* [What this task involves]: From the line containing "tree in the photo above." to the end of the data, retype every line exactly and nothing else. Drop the pictures.

* [Input]:
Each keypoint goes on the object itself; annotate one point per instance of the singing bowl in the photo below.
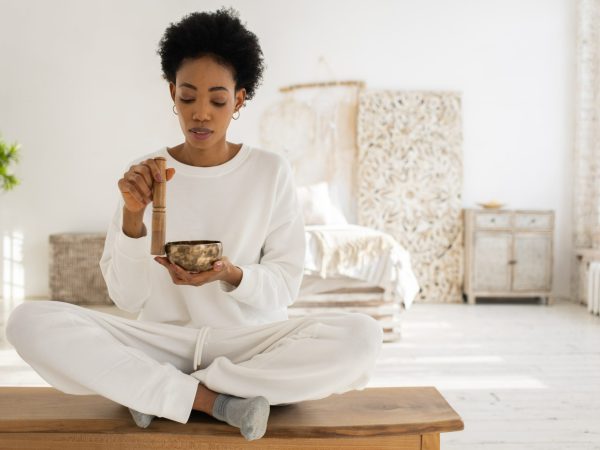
(194, 256)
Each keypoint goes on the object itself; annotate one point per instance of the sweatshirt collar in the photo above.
(206, 172)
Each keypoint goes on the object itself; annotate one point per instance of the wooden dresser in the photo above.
(508, 254)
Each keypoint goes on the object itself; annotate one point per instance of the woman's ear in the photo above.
(172, 90)
(240, 98)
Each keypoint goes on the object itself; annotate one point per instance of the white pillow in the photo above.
(317, 207)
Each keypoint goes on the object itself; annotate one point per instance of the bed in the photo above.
(351, 268)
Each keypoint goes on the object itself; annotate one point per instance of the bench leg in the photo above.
(430, 441)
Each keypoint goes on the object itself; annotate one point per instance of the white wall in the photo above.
(80, 88)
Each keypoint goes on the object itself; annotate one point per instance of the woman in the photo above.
(217, 341)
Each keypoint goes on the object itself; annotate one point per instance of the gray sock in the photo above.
(250, 415)
(141, 420)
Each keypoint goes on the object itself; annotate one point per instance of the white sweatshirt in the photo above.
(249, 204)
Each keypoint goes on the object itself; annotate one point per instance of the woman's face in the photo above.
(205, 100)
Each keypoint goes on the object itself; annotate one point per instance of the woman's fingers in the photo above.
(170, 173)
(137, 184)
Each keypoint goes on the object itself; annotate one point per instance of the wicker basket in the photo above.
(75, 275)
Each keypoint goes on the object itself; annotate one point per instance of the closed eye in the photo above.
(190, 100)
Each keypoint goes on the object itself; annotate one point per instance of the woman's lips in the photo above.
(201, 135)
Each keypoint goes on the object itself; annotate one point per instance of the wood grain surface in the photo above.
(378, 416)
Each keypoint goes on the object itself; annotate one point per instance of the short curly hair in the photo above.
(218, 34)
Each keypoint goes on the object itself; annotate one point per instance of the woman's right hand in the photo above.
(137, 184)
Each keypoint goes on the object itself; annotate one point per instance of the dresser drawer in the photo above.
(492, 220)
(533, 221)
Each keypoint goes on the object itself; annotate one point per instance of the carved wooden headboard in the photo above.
(395, 160)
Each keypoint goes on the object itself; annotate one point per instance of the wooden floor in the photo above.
(521, 376)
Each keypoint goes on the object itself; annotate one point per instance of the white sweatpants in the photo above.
(155, 368)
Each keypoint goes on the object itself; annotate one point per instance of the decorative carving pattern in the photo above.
(410, 181)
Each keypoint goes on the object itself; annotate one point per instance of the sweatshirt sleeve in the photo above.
(274, 282)
(125, 265)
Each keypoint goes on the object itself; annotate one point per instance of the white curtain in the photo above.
(587, 133)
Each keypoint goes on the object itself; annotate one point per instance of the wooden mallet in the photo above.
(159, 209)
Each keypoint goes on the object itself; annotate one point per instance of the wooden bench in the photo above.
(377, 418)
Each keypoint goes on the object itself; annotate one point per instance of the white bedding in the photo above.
(355, 256)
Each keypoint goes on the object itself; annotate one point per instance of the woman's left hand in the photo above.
(222, 270)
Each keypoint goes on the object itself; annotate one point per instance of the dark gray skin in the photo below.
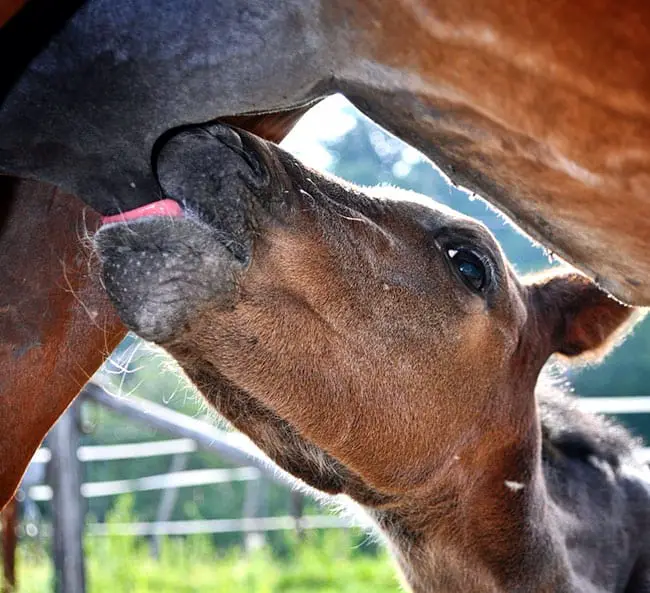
(191, 284)
(85, 113)
(84, 104)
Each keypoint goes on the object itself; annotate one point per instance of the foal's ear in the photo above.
(578, 317)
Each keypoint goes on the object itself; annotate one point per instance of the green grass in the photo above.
(335, 561)
(323, 563)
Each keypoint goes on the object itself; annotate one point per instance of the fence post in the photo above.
(67, 503)
(255, 498)
(297, 501)
(9, 541)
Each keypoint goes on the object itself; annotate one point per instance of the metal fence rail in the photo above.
(188, 436)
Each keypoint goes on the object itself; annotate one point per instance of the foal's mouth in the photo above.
(163, 261)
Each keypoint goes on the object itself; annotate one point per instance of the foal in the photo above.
(377, 346)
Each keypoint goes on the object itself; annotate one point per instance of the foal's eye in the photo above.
(471, 268)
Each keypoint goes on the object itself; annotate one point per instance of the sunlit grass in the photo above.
(322, 562)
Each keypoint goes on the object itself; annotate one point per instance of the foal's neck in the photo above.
(494, 535)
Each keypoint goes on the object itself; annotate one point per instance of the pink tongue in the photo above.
(160, 208)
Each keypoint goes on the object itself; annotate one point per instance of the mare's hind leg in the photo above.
(56, 324)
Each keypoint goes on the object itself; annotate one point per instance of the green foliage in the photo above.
(324, 562)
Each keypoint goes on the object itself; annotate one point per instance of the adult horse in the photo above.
(542, 107)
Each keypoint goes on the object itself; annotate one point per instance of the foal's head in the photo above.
(370, 341)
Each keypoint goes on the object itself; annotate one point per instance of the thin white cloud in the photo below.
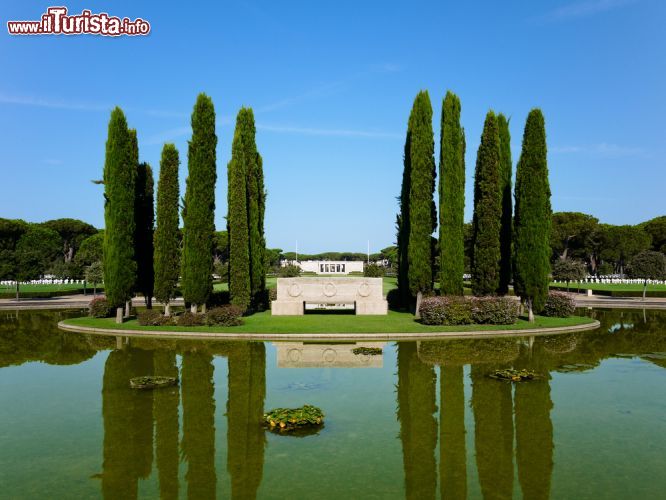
(584, 9)
(49, 103)
(328, 88)
(40, 102)
(319, 91)
(327, 132)
(167, 135)
(603, 150)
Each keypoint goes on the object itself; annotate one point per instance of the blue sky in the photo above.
(332, 84)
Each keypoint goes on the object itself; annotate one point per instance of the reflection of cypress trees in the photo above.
(493, 437)
(418, 427)
(128, 423)
(166, 425)
(34, 336)
(118, 478)
(245, 407)
(140, 405)
(453, 457)
(199, 424)
(534, 431)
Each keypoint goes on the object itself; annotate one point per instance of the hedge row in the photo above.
(225, 315)
(450, 310)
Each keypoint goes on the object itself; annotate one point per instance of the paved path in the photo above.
(319, 337)
(63, 302)
(81, 301)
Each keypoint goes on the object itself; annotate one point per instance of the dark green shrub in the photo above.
(153, 317)
(227, 315)
(393, 299)
(373, 271)
(190, 319)
(447, 310)
(559, 305)
(218, 298)
(494, 310)
(290, 271)
(99, 308)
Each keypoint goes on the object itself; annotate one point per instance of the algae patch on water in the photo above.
(294, 420)
(512, 375)
(152, 382)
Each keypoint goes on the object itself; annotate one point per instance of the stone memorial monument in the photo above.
(293, 293)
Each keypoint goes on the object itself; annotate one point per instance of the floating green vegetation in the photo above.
(513, 375)
(303, 420)
(152, 382)
(575, 367)
(368, 351)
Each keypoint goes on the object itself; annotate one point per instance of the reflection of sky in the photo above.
(620, 326)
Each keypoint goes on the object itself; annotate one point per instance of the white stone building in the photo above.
(327, 266)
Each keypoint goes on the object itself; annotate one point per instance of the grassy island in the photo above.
(394, 322)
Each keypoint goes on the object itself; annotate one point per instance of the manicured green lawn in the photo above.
(610, 287)
(395, 322)
(47, 288)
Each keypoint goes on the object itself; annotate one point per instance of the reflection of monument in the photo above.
(294, 293)
(305, 355)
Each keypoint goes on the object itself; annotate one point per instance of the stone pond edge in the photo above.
(527, 332)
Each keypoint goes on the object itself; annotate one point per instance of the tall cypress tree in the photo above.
(199, 206)
(119, 180)
(506, 232)
(402, 221)
(237, 221)
(422, 211)
(144, 216)
(532, 223)
(262, 212)
(167, 246)
(451, 198)
(255, 204)
(487, 212)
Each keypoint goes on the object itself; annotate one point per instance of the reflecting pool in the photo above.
(422, 420)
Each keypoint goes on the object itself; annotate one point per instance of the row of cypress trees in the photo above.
(504, 247)
(140, 258)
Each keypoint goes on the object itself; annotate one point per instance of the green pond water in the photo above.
(423, 420)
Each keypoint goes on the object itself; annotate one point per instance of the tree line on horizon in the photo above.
(66, 248)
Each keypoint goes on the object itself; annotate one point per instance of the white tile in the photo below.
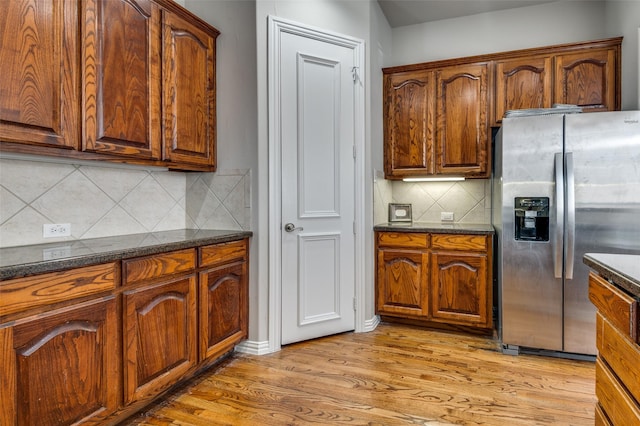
(221, 185)
(234, 202)
(28, 180)
(474, 187)
(420, 201)
(148, 203)
(175, 219)
(75, 200)
(457, 200)
(115, 222)
(437, 190)
(115, 182)
(25, 228)
(475, 215)
(175, 183)
(221, 219)
(9, 204)
(201, 203)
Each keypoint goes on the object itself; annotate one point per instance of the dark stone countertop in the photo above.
(41, 258)
(437, 227)
(621, 269)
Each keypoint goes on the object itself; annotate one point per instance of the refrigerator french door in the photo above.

* [Exercise solution]:
Each keypoint goes on the object itself; annotate one point per instance of the tall cypress tree in the photo above.
(199, 206)
(119, 180)
(506, 232)
(402, 221)
(237, 221)
(422, 211)
(144, 216)
(532, 223)
(262, 212)
(167, 246)
(451, 198)
(255, 204)
(487, 212)
Each keypoint goes on the object itself; annotate one point per instance of the reflecting pool in the photo above.
(422, 420)
Each keypoint goes on the object itself; annotate one point per instance of the row of cypress trees in the photo above.
(504, 247)
(140, 258)
Each keypoint goes on the object itself; annotate one point per instance of the green pond water in the photo above.
(423, 420)
Each keypoint goes on the object itself; annotate one point per instance of the tree line on horizon in the photo above.
(66, 248)
Each keypoint goes on the object itself; annotate one point per instance of the white tile in the photo below.
(221, 185)
(234, 202)
(28, 180)
(474, 187)
(420, 201)
(148, 203)
(175, 219)
(75, 200)
(457, 200)
(115, 222)
(437, 190)
(115, 182)
(25, 228)
(475, 215)
(175, 183)
(221, 219)
(9, 204)
(201, 203)
Each keypoint goes on the object itself; annotate one point per instance of the dark stone countertop in the photo above.
(41, 258)
(437, 227)
(621, 269)
Each keypoint goes on the object itself; annotate one point per instance of the refrigerator french door in the photo above.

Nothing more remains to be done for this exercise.